>> Begin
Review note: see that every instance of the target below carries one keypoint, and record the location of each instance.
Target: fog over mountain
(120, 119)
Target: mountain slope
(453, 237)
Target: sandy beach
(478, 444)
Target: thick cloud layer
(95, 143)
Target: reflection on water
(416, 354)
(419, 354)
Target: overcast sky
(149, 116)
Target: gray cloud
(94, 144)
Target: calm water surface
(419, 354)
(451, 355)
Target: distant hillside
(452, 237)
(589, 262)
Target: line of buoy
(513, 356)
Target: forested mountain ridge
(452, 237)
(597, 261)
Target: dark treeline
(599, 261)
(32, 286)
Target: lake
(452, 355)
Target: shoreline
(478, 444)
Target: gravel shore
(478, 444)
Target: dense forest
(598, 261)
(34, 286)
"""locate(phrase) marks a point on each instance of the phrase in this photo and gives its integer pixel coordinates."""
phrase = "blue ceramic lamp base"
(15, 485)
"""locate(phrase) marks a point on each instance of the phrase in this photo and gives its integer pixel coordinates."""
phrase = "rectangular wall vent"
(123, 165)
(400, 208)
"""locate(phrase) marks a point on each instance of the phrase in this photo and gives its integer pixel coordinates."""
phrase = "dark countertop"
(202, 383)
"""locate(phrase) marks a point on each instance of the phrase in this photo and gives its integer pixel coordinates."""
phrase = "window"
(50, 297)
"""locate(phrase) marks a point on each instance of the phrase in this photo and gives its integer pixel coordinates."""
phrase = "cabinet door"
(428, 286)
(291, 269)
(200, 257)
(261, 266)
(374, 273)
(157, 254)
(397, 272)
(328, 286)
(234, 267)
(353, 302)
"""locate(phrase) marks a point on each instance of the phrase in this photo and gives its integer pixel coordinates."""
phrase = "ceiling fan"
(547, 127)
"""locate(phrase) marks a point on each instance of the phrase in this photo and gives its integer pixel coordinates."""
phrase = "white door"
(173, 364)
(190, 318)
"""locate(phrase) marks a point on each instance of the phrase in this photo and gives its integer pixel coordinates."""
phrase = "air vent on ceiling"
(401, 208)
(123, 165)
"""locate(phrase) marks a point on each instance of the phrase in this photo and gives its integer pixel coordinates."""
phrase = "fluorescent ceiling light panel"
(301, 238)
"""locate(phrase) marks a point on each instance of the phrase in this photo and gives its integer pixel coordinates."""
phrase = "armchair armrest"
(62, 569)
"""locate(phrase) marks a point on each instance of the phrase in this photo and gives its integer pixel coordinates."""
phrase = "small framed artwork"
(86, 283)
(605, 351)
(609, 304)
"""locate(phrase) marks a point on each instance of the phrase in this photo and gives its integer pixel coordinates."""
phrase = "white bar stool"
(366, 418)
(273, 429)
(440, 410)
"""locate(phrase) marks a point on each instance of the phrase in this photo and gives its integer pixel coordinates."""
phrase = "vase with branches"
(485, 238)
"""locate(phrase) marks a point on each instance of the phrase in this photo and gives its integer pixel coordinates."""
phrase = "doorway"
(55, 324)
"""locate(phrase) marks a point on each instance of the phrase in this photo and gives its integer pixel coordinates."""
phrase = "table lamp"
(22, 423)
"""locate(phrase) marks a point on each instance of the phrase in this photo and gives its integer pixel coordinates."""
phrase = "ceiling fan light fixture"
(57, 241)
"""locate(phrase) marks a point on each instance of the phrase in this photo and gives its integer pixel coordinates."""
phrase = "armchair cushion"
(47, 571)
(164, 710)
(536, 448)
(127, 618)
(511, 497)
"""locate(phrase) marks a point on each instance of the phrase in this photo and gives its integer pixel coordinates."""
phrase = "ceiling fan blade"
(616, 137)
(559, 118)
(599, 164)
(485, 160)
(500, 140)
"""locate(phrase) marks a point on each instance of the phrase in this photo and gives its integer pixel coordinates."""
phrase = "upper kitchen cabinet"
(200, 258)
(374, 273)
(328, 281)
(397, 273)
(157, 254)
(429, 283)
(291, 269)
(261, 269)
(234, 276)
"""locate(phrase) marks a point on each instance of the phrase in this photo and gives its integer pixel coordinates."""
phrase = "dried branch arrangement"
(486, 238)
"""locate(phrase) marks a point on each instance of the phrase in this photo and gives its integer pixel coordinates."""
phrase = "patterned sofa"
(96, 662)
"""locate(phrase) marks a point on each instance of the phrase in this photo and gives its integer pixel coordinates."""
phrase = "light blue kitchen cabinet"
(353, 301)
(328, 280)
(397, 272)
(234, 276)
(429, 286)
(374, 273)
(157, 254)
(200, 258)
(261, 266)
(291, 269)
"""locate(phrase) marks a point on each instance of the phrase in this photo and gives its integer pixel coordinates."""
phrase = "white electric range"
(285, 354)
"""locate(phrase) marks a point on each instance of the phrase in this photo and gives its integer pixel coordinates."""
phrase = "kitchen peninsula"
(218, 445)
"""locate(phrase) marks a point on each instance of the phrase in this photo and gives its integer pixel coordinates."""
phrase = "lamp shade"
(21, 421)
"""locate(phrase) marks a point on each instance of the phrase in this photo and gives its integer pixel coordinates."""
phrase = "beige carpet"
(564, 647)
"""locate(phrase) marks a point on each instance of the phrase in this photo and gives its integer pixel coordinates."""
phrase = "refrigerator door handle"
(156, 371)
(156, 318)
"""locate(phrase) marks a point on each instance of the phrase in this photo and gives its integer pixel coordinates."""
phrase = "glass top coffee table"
>> End
Extract every line of the listing that contains the string "light", matching case exactly.

**Solution to this problem**
phrase = "fluorescent ceiling light panel"
phrase = "ceiling fan light fixture"
phrase = "light blue kitchen cabinet"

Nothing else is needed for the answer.